• _Consigne 1_
Modifiez les enregistrements en commençant à la ligne qui contient « Find the white matted » et en vous arrêtant à la fin des enregistrements : remplacez « print » par « poster » et laissez tout le reste inchangé. Ne redonnez que ces lignes.

• _Extrait du document_

━━━━━━━━

Un vent nouveau souffle sur la gauche française
Il y a un mois encore, une certaine gauche officielle voguait sur un petit nuage sucré.
Persuadés de la pertinence des sondages élisant leur candidat au deuxième tour, beaucoup s'étaient arrêtés de travailler à la victoire.
Il suffisait de mettre les pieds dans une réunion PS de province, pour se rendre compte de leur assurance grotesque à placer leurs candidats aux futures législatives. Les toasts et boissons y étaient déjà servis, comme un avant-goût de leur victoire. L’on y parlait de vote utile, puis encore de vote utile, l’on s’y félicitait et se congratulait, mais on n’y entendait jamais d'idées nouvelles.

━━━━━━━━

• _Enregistrements extraits_
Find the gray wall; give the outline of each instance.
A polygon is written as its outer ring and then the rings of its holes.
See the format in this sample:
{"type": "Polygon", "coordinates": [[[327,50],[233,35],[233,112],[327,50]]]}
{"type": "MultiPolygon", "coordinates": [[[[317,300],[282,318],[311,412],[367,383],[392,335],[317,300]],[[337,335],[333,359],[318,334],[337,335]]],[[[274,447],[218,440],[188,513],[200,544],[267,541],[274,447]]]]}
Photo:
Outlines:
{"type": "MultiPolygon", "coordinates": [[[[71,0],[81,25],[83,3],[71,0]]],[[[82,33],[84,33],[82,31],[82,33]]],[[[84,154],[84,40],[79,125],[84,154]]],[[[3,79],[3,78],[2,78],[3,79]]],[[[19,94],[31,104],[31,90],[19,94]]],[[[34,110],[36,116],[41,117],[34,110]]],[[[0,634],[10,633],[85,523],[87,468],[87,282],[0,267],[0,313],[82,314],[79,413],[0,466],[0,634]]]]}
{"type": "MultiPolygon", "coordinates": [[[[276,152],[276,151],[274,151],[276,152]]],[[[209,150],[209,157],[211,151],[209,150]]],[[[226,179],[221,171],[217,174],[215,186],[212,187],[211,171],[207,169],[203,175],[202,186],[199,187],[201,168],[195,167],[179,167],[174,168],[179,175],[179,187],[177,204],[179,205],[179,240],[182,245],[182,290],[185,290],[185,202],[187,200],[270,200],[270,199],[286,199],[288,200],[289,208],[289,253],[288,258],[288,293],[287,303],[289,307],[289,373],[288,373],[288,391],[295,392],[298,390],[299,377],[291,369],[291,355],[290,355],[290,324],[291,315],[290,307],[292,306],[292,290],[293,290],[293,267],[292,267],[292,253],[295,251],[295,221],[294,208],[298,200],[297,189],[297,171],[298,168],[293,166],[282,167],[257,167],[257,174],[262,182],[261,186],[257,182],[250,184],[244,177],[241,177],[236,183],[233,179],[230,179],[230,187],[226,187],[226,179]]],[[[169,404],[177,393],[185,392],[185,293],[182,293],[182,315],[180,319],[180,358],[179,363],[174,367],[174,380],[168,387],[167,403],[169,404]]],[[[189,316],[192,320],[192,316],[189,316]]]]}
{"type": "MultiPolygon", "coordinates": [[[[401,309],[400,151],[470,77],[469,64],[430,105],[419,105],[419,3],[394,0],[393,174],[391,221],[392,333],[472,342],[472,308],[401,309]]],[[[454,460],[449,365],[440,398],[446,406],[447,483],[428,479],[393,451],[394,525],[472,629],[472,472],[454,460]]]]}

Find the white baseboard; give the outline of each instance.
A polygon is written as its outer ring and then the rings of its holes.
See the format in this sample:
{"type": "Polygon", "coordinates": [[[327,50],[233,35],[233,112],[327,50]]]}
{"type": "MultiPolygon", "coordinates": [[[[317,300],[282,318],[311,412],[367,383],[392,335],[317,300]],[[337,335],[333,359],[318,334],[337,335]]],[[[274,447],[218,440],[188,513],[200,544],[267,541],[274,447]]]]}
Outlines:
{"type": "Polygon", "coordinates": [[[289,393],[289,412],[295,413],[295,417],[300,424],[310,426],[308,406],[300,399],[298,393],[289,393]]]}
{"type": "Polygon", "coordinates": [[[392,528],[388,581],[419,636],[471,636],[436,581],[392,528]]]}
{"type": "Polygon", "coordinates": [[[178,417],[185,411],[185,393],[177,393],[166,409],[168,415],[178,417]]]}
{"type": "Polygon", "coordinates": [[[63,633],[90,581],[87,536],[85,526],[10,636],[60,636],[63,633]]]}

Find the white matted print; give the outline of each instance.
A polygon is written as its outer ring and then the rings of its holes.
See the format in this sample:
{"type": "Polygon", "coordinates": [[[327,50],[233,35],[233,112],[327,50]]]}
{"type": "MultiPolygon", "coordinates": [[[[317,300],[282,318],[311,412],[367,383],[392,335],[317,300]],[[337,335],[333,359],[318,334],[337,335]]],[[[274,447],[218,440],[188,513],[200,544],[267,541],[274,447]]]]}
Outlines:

━━━━━━━━

• _Consigne 2_
Poursuivez le texte sur la gauche française à la suite de sa dernière phrase.

• _Réponse attendue 1_
Find the white matted poster; give the outline of each instance.
A polygon is written as its outer ring and then the rings of its holes.
See the format in this sample:
{"type": "Polygon", "coordinates": [[[327,50],[233,35],[233,112],[327,50]]]}
{"type": "MultiPolygon", "coordinates": [[[[317,300],[282,318],[311,412],[367,383],[392,335],[317,300]],[[337,335],[333,359],[318,334],[337,335]]],[[[274,447],[218,440],[188,513],[200,544],[267,541],[274,447]]]]}
Outlines:

• _Réponse attendue 2_
La messe avait été dite au Bourget, et les propositions de leur parti n’étaient plus qu’un missel virtuel selon lequel ils n’avaient même plus à prier. Persuadés, par leurs rôles dans des officines locales, d’avoir accompli leur cota de mission sociale, mais ayant complètement décroché de cet esprit militant qui brillait de quelques feux dans les années 90, ils n’attendaient plus que la soupe et le champagne leur soit servis, avec les honneurs, et leur petit nom gravé sur le rond de serviette.
Beaucoup, Libé en tête, cherchèrent à vendre la peau de l’ours. « On a l’impression qu’il pense avoir déjà perdu », « Un président perdu en pleine campagne », « Le chant du cygne » « Le capitaine perdu », « Qui croit encore en… »…
Appuyés par Marine elle-même, certains gloussaient de bonheur de la farce énorme pouvant arriver à la droite, si les voix pour Nicolas Sarkozy s’effondraient au point de recréer un « 2002 à l’envers », en laissant face à face, leur hardi capitaine et la famille Le Pen.
Comme si cette situation avait un quelconque intérêt pour notre démocratie.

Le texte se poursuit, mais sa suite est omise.